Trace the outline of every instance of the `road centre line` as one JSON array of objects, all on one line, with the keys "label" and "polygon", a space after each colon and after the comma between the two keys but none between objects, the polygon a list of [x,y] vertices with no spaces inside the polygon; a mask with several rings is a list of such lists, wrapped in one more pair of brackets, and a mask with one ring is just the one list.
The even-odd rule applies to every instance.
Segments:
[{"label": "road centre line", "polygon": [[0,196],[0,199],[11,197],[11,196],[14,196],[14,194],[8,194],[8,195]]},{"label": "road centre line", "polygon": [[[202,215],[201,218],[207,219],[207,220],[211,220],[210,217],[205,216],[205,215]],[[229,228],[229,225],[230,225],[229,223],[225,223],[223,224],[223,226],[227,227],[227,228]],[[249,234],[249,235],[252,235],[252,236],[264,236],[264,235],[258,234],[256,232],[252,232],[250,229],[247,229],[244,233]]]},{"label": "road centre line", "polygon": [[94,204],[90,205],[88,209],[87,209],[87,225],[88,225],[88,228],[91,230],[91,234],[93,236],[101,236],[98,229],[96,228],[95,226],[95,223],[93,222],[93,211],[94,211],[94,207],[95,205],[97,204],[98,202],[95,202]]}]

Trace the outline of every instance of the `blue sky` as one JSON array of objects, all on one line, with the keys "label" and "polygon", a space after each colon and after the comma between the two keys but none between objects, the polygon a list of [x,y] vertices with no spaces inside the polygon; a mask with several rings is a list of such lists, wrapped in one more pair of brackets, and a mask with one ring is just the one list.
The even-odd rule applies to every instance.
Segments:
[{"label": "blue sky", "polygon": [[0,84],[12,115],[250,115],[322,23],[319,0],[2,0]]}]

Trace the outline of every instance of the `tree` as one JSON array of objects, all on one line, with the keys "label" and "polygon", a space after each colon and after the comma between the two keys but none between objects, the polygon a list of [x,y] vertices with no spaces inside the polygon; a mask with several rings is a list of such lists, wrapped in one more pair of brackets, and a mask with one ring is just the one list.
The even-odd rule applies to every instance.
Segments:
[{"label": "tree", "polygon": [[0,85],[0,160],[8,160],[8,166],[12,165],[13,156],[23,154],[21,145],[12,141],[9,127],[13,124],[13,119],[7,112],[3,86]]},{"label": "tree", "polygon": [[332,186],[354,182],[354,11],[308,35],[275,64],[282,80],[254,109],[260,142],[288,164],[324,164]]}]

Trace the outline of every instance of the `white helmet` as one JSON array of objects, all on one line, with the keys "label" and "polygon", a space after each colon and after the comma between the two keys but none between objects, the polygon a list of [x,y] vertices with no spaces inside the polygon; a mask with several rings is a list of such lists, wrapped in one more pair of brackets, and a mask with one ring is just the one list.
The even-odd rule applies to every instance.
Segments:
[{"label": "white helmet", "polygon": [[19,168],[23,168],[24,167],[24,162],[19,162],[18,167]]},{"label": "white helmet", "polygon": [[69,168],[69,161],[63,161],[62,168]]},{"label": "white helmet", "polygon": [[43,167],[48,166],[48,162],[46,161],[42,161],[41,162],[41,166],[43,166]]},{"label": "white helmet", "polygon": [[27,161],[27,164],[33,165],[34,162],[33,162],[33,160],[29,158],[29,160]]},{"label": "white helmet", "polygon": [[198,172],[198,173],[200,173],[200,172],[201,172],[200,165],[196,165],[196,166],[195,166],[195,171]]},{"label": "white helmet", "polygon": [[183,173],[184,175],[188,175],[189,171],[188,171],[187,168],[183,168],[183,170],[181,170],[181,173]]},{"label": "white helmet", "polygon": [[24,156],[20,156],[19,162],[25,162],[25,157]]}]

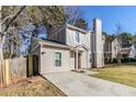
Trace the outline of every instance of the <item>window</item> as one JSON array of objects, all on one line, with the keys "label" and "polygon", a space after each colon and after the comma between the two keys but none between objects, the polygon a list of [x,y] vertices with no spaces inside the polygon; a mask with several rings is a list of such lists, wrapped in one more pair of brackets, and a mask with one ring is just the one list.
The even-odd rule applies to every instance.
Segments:
[{"label": "window", "polygon": [[79,43],[80,38],[79,38],[79,32],[76,32],[76,41]]},{"label": "window", "polygon": [[61,53],[55,53],[55,66],[56,67],[61,66]]}]

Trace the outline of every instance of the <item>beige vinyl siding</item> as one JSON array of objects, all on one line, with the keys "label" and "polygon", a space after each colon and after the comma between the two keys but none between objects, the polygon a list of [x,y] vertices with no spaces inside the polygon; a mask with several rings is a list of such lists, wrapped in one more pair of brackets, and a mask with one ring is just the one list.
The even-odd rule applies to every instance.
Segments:
[{"label": "beige vinyl siding", "polygon": [[[41,47],[41,73],[70,71],[69,50],[63,48]],[[61,54],[61,66],[55,65],[55,53]]]}]

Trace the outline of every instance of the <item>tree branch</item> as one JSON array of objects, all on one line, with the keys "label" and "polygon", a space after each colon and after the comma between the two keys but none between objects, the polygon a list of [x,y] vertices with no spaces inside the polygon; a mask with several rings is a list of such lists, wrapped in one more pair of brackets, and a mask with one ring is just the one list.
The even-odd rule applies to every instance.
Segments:
[{"label": "tree branch", "polygon": [[13,23],[13,21],[20,15],[20,13],[26,8],[26,5],[22,5],[21,9],[16,12],[16,14],[11,19],[11,21],[7,24],[3,32],[7,32],[10,25]]}]

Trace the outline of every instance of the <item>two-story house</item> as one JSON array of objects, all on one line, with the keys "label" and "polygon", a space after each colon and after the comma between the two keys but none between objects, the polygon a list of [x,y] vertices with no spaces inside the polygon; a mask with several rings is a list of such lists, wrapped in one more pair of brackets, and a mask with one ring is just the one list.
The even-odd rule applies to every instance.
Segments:
[{"label": "two-story house", "polygon": [[104,37],[100,19],[93,31],[66,24],[48,39],[33,38],[33,55],[38,57],[39,73],[104,67]]}]

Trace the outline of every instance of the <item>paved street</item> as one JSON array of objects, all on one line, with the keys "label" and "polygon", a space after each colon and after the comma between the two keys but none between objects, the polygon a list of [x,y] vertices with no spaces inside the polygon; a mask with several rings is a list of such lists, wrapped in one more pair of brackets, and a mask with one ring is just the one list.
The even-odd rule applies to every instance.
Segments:
[{"label": "paved street", "polygon": [[77,72],[43,75],[70,97],[136,97],[136,88],[89,77]]}]

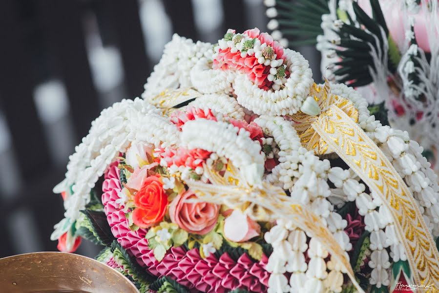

DIRECTIONS
Recast all of the data above as a numbered list with one line per item, omitting the blank lines and leaving the pictures out.

IN RESPONSE
1. Trace the outline of every instance of the `road centre line` as one JSON array of objects, all on one line, with the keys "label" and "polygon", a space after each colon and after the comma between the two keys but none between objects, the polygon a list of [x,y] vertices with no spaces inside the polygon; a mask with several rings is a list of such lists, wrapped in one more pair of brackets, and a mask with one ring is just the one list.
2. The even-odd rule applies to every instance.
3. Segments:
4. [{"label": "road centre line", "polygon": [[0,196],[0,199],[11,197],[11,196],[14,196],[14,194],[8,194],[8,195]]},{"label": "road centre line", "polygon": [[[202,215],[201,218],[207,219],[207,220],[211,220],[210,217],[205,216],[205,215]],[[229,228],[229,225],[230,225],[229,223],[225,223],[223,224],[223,226],[227,227],[227,228]],[[249,234],[249,235],[252,235],[252,236],[264,236],[264,235],[258,234],[256,232],[252,232],[250,229],[247,229],[244,233]]]},{"label": "road centre line", "polygon": [[94,204],[90,205],[88,209],[87,209],[87,225],[88,225],[88,228],[91,230],[91,234],[93,236],[101,236],[98,229],[96,228],[95,226],[95,223],[93,222],[93,211],[94,211],[94,207],[95,205],[97,204],[98,202],[95,202]]}]
5. Trace the outline of every instance of the `blue sky` as one JSON array of objects, all on one line, with the keys "label" and "polygon", a space after each colon and after the comma between the two keys but none between objects, the polygon a list of [x,y] vertices with no spaces inside the polygon; a mask with several rings is a list of such lists, wrapped in one more pair of brackets, and a mask with one ring is just the one list.
6. The even-odd rule applies to every instance.
7. Segments:
8. [{"label": "blue sky", "polygon": [[0,84],[12,115],[250,115],[322,23],[319,0],[2,0]]}]
9. Trace the outline of every instance of the `tree` as one JSON array of objects, all on one line, with the keys "label" and "polygon", a space after each colon and after the comma between the two keys but none between objects, the polygon a list of [x,y] vertices with no spaces inside the polygon; a mask with several rings is a list of such lists, wrapped in one more pair of brackets, and a mask with one ring is just the one list.
10. The even-odd rule applies to every instance.
11. Segments:
12. [{"label": "tree", "polygon": [[0,85],[0,160],[8,160],[8,166],[12,165],[13,156],[23,154],[21,145],[12,141],[9,127],[13,124],[13,119],[7,112],[3,86]]},{"label": "tree", "polygon": [[332,186],[354,182],[354,11],[308,35],[275,64],[282,80],[254,109],[260,142],[288,164],[324,164]]}]
13. Trace the outline of every instance of the `white helmet` as one JSON array of objects, all on one line, with the keys "label" and "polygon", a space after each colon and after the comma between the two keys but none between objects, the polygon a list of [x,y] vertices with no spaces inside the polygon; a mask with several rings is a list of such lists, wrapped in one more pair of brackets, and a mask with one ring is just the one list.
14. The even-odd rule applies to every instance.
15. Segments:
16. [{"label": "white helmet", "polygon": [[19,168],[23,168],[24,167],[24,162],[19,162],[18,167]]},{"label": "white helmet", "polygon": [[69,168],[69,161],[63,161],[62,168]]},{"label": "white helmet", "polygon": [[43,167],[48,166],[48,162],[46,161],[42,161],[41,162],[41,166],[43,166]]},{"label": "white helmet", "polygon": [[27,161],[27,164],[33,165],[34,162],[33,162],[33,160],[29,158],[29,160]]},{"label": "white helmet", "polygon": [[198,172],[198,173],[200,173],[200,172],[201,172],[200,165],[196,165],[196,166],[195,166],[195,171]]},{"label": "white helmet", "polygon": [[183,173],[184,175],[188,175],[189,171],[188,171],[187,168],[183,168],[183,170],[181,170],[181,173]]},{"label": "white helmet", "polygon": [[24,156],[20,156],[19,162],[25,162],[25,157]]}]
17. Trace the outline of every instance of the <item>window</item> as one JSON array of objects, all on one line, with the keys "label" and "polygon", a space after each colon and after the comma between the two keys but none between objects, the polygon a list of [x,y] vertices with no spaces inside the polygon; a mask with several rings is a list of such lists, wrapped in one more pair of brackets, and a mask with one ring is just the one list.
18. The even-odd rule applies to every instance.
19. Segments:
20. [{"label": "window", "polygon": [[79,43],[80,38],[79,38],[79,32],[76,32],[76,41]]},{"label": "window", "polygon": [[61,53],[55,53],[55,66],[56,67],[61,66]]}]
21. Trace the outline of every instance of the <item>beige vinyl siding</item> as one JSON array of objects, all on one line, with the keys "label" and "polygon", a space after each colon and after the comma between the two keys but none between objects, the polygon a list of [x,y] vertices with no spaces inside the polygon; a mask with several rings is a list of such lists, wrapped in one more pair of brackets, and a mask with one ring is just the one list.
22. The even-odd rule applies to every instance.
23. Segments:
24. [{"label": "beige vinyl siding", "polygon": [[[41,47],[41,73],[70,71],[69,50],[63,48]],[[61,54],[61,66],[55,65],[55,53]]]}]
25. Trace the outline of every instance of the <item>tree branch</item> as one JSON array of objects, all on one line, with the keys "label" and "polygon", a space after each colon and after the comma between the two keys but none between objects, the polygon a list of [x,y] vertices with no spaces inside the polygon; a mask with several rings is a list of such lists, wrapped in one more pair of brackets, and a mask with one ring is just the one list.
26. The even-odd rule applies to every instance.
27. Segments:
28. [{"label": "tree branch", "polygon": [[13,23],[13,21],[20,15],[20,13],[26,8],[26,5],[22,5],[21,9],[16,12],[16,14],[11,19],[11,21],[7,24],[3,32],[7,32],[10,25]]}]
29. Trace the outline of every instance of the <item>two-story house</item> as one JSON array of objects, all on one line, with the keys "label" and "polygon", a space after each colon and after the comma between the two keys but none between objects, the polygon a list of [x,y] vertices with no spaces inside the polygon; a mask with several rings is a list of such lists, wrapped in one more pair of brackets, and a mask with one ring is just the one list.
30. The even-odd rule applies to every instance.
31. Segments:
32. [{"label": "two-story house", "polygon": [[104,37],[100,19],[93,31],[66,24],[48,39],[33,38],[33,55],[38,57],[39,73],[104,67]]}]
33. Trace the outline of every instance of the <item>paved street</item> as one JSON array of objects, all on one line, with the keys "label" and "polygon", a space after each colon and after the comma between the two keys but none between objects, the polygon a list of [x,y] vertices with no spaces inside the polygon; a mask with several rings is a list of such lists, wrapped in one more pair of brackets, and a mask with one ring is just the one list.
34. The even-odd rule applies to every instance.
35. Segments:
36. [{"label": "paved street", "polygon": [[77,72],[43,75],[70,97],[136,97],[136,88],[89,77]]}]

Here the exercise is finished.